= Excerto de origem =

Esta estatização da solidariedade radica em dois paradigmas: o da eficiência; e o da discricionariedade. O primeiro deriva da noção de que da profissionalização emerge necessariamente a eficiência. Um reflexo de uma concepção Webberiana do Estado e da administração pública, assente num contexto das novas exigências da cidadania de massas para as quais era necessário criar um aparelho burocrático que geriria áreas sociais fundamentais. Este modelo trouxe a presunção de que com os profissionais competentes e adequados e com os meios suficientes os problemas da sociedade desapareceriam. Uma expectativa infundada que teve um feito não desejado, bem denunciado por Nathan Glazer:

“ But aside of all these problems of expectations, cost, competency, limitations of knowledge, there is the simple reality that every piece of social policy substitutes for some traditional arrangement, whether good or bad, a new arrangement in which public authorities take over, at least in part, the role of the family, of the ethnic and neighborhood group, of voluntary associations. In doing so social policy weakens the position of these traditional agents and further encourage needy people to depend on the government for help rather than on traditional structures.”2

O segundo paradigma prende-se com o princípio da discricionariedade. Isto é, os defensores o sistema monopolista da solidariedade argumentam que só desta forma é garantida a neutralidade do sistema de solidariedade social, o que necessariamente implica uma preconceito de partida: as instituições intermédias espontâneas (onde se inclui a família) são tentadas a condicionar a e emitirem juízos de valor sobre os beneficiários da ajuda. Ou seja, a centralização e a standartização seriam as fórmulas eficazes para não permitir uma normatização do sistema. De facto, e tal como Raymond Plant identificou:

“No período pós-guerra, a social democracia…tem estado preocupada em assegurar aos cidadãos uma série de direitos… como atributos básicos de cidadania. Historicamente o sector do voluntariado não se tem preocupado com tais direitos. As suas raízes encontram-se na caridade e a questão essencial da caridade é que ela é discricionária.” 3

Repensar o EstadoAssume-se que a caridade, como virtude pessoal e dado subentender um quadro de valores morais eminentemente religiosos, revelaria uma incapacidade de ser generalizada socialmente e que por oposição a solidariedade, porque assente num princípio de incerteza e de interesse pessoal, pareceria ser passível de o alcançar. A ausência de um quadro moral sustentaria assim um pretenso princípio da neutralidade moral do Estado e, por essa via, a discricionariedade da solidariedade. Este é, no entanto, um falso dilema pois não só a neutralidade do Estado não se comprova, dado que pressupõe não só a existência do indivíduo ex nihilo, que não existe, como no acumular da experiência se verificou que nas causas de muitos dos problemas sociais detectamos sistematicamente uma deficiente transmissão intergeracional de quadros de valores.4

Os dois paradigmas sumariamente identificados parecem explicar em grande medida, em particular em sociedades que historicamente viveram grandes períodos de um paternalismo estatal seguidas de processos revolucionários em que se denotava nas propostas políticas subsequentes uma “ unanimidade em torno da intervenção do Estado”5 como a Portuguesa, a manutenção de um ambiente cultural favorável à presença e predomínio do Estado nos domínios sociais, com a sua tradução em excessos de expectativas e equivalentes frustrações na população.

= Lista de tarefas =
- 1) Devolva, sem alterações, o trecho do texto sobre a estatização da solidariedade que começa em "Os dois paradigmas" e termina em "frustrações na população.".
- 2) Resuma em três frases o texto sobre a estatização da solidariedade.
- 3) Prossiga o texto sobre a estatização da solidariedade a partir do ponto em que termina.
As linhas apresentadas a seguir constituem material à parte, sem ligação ao texto sobre a estatização da solidariedade.

= Dados brutos =
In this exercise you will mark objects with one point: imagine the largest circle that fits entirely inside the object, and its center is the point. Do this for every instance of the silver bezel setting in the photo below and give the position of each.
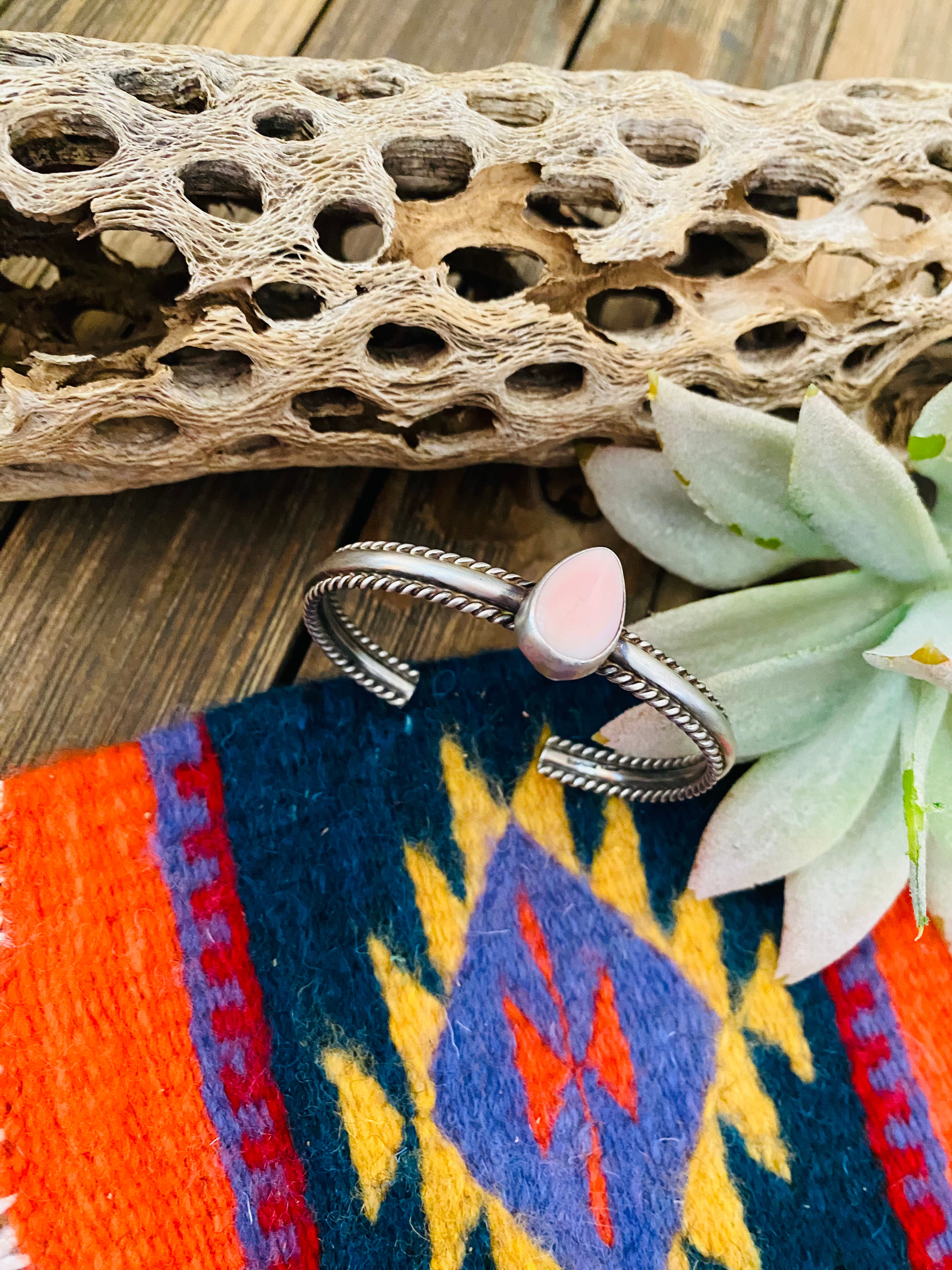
(494, 595)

= Respostas às tarefas =
- 1)
Os dois paradigmas sumariamente identificados parecem explicar em grande medida, em particular em sociedades que historicamente viveram grandes períodos de um paternalismo estatal seguidas de processos revolucionários em que se denotava nas propostas políticas subsequentes uma “ unanimidade em torno da intervenção do Estado”5 como a Portuguesa, a manutenção de um ambiente cultural favorável à presença e predomínio do Estado nos domínios sociais, com a sua tradução em excessos de expectativas e equivalentes frustrações na população.

- 2) A estatização da solidariedade assenta em dois paradigmas: o da eficiência, que presume que profissionais competentes e meios suficientes fariam desaparecer os problemas da sociedade, e o da discricionariedade, segundo o qual só um sistema centralizado e uniformizado garante a neutralidade da solidariedade social, ao contrário da caridade. A oposição entre caridade e solidariedade é apresentada como um falso dilema, porque a neutralidade do Estado não se comprova e nas causas de muitos problemas sociais se deteta uma deficiente transmissão intergeracional de quadros de valores. Em sociedades como a portuguesa, estes paradigmas explicam em grande medida um ambiente cultural favorável ao predomínio do Estado nos domínios sociais, com excessos de expectativas e frustrações equivalentes na população.

- 3)
O excesso de expectativa embate directamente com o simples facto, tantas vezes deliberadamente ignorado, de que o Estado efectivamente não consegue solucionar os problemas sociais. Não se trata meramente de o Estado ter insuficientes recursos, de disfuncionalidades, de má redistribuição (apesar de todas estas asserções serem verdadeiras). O Estado não consegue resolver os problemas porque efectivamente não pode. Porque na sua esmagadora maioria são problemas que para serem debelados envolvem dinâmicas junto dos indivíduos e dos círculos de proximidade. Porque, ao abrigo dos progressistas paradigmas da eficiência e neutralidade, o modelo de bem-estar instituído desprezou o papel das fórmulas de convivência espontâneas, e nesse processo erodiu-as.

Os apelos ao dinamismo da sociedade civil, à importância da família, ao retorno ao princípio da subsidiariedade, às políticas de proximidade no âmbito das políticas sociais, não são “actos de fé” mas sim propostas sustentadas pelos dados que a experiência acumulou. Esta avaliação do passado tem sido sistematicamente apresentada por académicos, técnicos e especialistas, e começa a ganhar terreno na opinião pública tendo tímidos ecos nas propostas políticas. Mais por contingências económicas do que por princípios ideológicos - a radicalização do discurso político que temos vindo a assistir em torno do “fim do estado social” é disso prova.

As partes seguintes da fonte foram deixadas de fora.